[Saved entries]

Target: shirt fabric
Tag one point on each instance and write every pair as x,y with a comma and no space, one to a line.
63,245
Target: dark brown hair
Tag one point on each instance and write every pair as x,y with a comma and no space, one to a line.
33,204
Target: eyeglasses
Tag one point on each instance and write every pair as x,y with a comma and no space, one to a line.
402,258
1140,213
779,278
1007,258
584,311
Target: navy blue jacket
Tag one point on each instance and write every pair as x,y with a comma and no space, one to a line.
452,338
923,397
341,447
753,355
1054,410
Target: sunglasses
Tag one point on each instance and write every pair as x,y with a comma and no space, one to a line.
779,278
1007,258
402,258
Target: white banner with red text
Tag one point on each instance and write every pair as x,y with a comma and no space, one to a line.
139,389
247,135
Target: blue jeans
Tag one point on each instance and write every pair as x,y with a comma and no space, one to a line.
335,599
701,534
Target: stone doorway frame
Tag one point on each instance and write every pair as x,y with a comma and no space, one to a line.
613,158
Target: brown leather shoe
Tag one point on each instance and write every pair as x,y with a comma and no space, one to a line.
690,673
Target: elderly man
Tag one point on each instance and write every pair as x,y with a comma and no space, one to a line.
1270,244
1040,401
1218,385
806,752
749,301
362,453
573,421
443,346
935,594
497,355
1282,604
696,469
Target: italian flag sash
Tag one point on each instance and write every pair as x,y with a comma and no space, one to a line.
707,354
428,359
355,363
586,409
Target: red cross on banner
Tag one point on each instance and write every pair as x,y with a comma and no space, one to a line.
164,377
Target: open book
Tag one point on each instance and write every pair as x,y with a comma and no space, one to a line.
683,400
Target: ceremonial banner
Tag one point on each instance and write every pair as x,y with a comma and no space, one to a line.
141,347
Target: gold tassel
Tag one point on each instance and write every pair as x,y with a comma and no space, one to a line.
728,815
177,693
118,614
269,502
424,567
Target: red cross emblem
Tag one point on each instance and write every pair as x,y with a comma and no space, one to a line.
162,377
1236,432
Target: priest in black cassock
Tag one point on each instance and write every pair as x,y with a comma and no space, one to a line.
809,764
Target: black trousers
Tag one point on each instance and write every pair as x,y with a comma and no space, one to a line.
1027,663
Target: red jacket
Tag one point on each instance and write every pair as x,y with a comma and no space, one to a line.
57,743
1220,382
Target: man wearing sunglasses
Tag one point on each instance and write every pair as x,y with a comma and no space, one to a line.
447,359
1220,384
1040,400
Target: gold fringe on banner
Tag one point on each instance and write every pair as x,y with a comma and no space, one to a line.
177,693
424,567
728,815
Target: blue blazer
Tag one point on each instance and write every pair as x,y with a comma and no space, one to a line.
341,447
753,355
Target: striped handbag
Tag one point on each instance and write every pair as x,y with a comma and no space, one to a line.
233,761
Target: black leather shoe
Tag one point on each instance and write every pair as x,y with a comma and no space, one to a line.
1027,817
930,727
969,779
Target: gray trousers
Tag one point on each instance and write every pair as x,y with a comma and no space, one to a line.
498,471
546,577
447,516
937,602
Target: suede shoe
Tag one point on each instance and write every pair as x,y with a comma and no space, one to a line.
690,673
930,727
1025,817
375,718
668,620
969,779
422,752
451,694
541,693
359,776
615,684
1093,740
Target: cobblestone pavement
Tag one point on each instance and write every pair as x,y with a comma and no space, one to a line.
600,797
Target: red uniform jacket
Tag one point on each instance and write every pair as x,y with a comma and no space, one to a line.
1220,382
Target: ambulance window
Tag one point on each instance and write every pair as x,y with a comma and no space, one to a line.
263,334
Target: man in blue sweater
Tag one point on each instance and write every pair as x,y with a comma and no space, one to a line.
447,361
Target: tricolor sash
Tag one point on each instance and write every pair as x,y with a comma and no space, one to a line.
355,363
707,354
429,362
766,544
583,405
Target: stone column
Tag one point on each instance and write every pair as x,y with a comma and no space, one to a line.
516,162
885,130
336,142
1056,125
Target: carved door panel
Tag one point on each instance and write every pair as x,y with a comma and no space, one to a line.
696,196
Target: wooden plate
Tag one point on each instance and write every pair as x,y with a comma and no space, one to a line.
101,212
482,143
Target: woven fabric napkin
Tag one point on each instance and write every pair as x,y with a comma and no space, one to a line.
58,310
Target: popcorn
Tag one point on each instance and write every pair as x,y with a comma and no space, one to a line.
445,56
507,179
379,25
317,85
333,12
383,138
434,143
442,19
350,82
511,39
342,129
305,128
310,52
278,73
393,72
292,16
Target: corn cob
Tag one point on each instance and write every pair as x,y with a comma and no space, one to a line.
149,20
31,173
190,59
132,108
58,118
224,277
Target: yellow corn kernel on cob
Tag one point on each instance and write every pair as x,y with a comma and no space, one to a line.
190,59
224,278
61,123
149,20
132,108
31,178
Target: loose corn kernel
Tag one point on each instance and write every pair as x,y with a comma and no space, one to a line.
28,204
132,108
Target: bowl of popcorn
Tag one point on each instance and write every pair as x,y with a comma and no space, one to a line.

• Exercise goal: The lines to write out run from the one with "Target: corn cob" through the end of the records. Give them exactly, and only them.

• Written answer:
Target: corn cob
Tag one point on each instance and write every pair as x,y with a comma and no space, one to a line.
149,20
31,173
190,59
132,108
58,118
224,277
Target: yellow corn kernel on cob
Tag one point on each instance and write every pair as x,y with a comma and no space, one to a line.
190,59
224,278
61,123
149,20
132,108
31,178
Target: loose corn kernel
Tag one point on each instance and write every pair as x,y with a comma and no space, one to a line.
28,204
132,108
Target: bowl of popcorn
Tag one point on each instance and write every pair as x,y with a comma and no space, one to a line.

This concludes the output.